* Problem requirements *
For this exercise, copy the records below exactly and exclude every image.

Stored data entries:
____

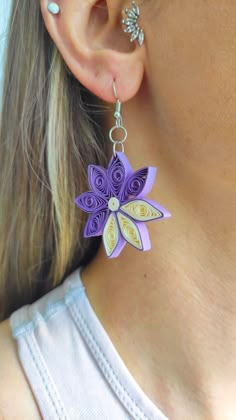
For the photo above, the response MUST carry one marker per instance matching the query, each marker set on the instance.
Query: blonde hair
(48, 135)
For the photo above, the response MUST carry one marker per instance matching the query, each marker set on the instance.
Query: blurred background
(4, 15)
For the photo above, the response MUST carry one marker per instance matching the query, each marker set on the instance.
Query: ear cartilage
(53, 8)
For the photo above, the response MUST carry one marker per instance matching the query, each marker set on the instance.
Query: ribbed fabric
(70, 362)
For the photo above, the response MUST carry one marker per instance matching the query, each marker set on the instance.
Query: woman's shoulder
(16, 399)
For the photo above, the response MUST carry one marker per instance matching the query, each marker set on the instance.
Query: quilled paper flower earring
(116, 203)
(132, 26)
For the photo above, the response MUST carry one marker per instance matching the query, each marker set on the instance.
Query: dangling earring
(53, 8)
(132, 26)
(117, 205)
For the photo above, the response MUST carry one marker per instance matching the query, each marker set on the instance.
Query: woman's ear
(89, 36)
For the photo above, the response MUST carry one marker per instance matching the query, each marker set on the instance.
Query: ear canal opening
(98, 18)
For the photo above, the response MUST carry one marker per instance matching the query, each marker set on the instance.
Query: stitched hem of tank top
(39, 317)
(105, 365)
(46, 378)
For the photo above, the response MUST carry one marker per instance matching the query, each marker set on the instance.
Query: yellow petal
(130, 231)
(110, 235)
(141, 210)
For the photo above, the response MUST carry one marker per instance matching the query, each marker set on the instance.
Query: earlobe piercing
(131, 23)
(53, 8)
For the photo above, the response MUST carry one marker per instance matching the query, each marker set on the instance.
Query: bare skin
(171, 312)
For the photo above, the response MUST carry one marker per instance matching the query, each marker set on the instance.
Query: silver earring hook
(114, 90)
(119, 124)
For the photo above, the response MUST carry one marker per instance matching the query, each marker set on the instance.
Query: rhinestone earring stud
(132, 26)
(53, 8)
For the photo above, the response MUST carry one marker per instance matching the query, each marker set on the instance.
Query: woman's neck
(174, 307)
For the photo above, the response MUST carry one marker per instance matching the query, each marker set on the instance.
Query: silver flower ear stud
(53, 8)
(131, 22)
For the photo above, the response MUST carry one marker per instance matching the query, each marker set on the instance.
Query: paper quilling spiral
(117, 207)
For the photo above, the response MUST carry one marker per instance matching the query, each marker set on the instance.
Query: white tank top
(72, 366)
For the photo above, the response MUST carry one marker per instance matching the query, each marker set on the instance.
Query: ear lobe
(90, 38)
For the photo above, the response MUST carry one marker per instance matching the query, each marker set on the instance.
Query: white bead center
(114, 204)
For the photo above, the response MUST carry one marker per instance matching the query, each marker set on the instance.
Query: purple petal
(90, 202)
(118, 170)
(139, 184)
(96, 223)
(98, 181)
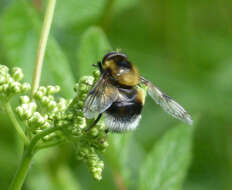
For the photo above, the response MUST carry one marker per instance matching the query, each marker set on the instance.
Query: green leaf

____

* Answer section *
For the photo above, the response MUST carry one marker per instance matching the query, each marker set on the instance.
Query: blonde hair
(48, 135)
For the photo above, the response MUST carry one marker per instance matching the query, each marker set on the instance.
Query: blurred background
(4, 15)
For the photo above, the response MUST carry one marker per instance matching the query, each marker set on the instance.
Query: ear cartilage
(53, 8)
For the photo above, the response MUST carry one marker per instance matching the query, each marker set on the instance.
Query: ribbed fabric
(70, 362)
For the photo above, the response MUST carry one marker per instance matching the query, each marker set on the instance.
Query: woman's shoulder
(16, 399)
For the photo above, the response MUST carry one marker per instance matching the query, each marker set on the instance.
Query: quilled paper flower earring
(116, 203)
(132, 26)
For the photo above, the response MUST carry one marker per instance matching the query, each marker set on the instance.
Query: dangling earring
(53, 8)
(132, 26)
(117, 205)
For the photo above, the response MUST carry one marker per instance matching the query, each marker set on the instance.
Query: woman's ear
(89, 36)
For the photo above, the response MUST carry one marker per instance matching the query, each marker set on the instance.
Query: ear canal opening
(98, 18)
For the photo above, the response MUST carry one marker per instance matching the query, each marker set on the instance.
Query: stitched hem of tank top
(39, 317)
(105, 365)
(46, 378)
For the photo above, the response MUST carry one marker per instance matching the query, each marker set on the instance.
Query: yellow petal
(130, 231)
(110, 235)
(141, 210)
For the photo above, the response MUST carry one marker per instance matching the query, each marker set on the instance.
Query: earlobe piercing
(131, 23)
(53, 8)
For the photo above, the response MUST carry one marker per instance matching the query, each marker set on the instance.
Query: bare skin
(171, 312)
For the photo above, the response MUST carry one marker per instance matching the query, each marker set on the instance.
Query: silver earring hook
(114, 90)
(119, 124)
For the photo above, the response MUST carry one marker per instance matching the query, each marker set on the instance.
Query: rhinestone earring stud
(132, 26)
(53, 8)
For the photo above, the response MUST carry one marker per instance matching the query, each marker set on the instance.
Query: woman's neck
(174, 307)
For the photo above, the response MUST carry one marker per instance matching the query, each marker set on the instance.
Query: silver flower ear stud
(53, 8)
(131, 22)
For the photo above, the response MUST carry one marker per instance matching the query, each marker set on the instance.
Query: paper quilling spiral
(117, 207)
For the photo above, the response MUST carry one marker per instance matching the query, each marker set on the instance.
Query: white tank top
(72, 366)
For the photo above, the response MUST carry one marker per instance matching the query, each marker set on the instance.
Query: ear lobe
(90, 38)
For the photo above, the response MUST carry one marker per instance matching the query, each marker set on the instance.
Query: white bead center
(114, 204)
For the photo above, the response MUST carry one marker per instance matching the query, each marker set on the instance.
Query: purple petal
(90, 202)
(118, 170)
(139, 184)
(96, 223)
(98, 181)
For the photo above, the response MUST carry one marker per instance matching the query, each marker set on the instance.
Query: green leaf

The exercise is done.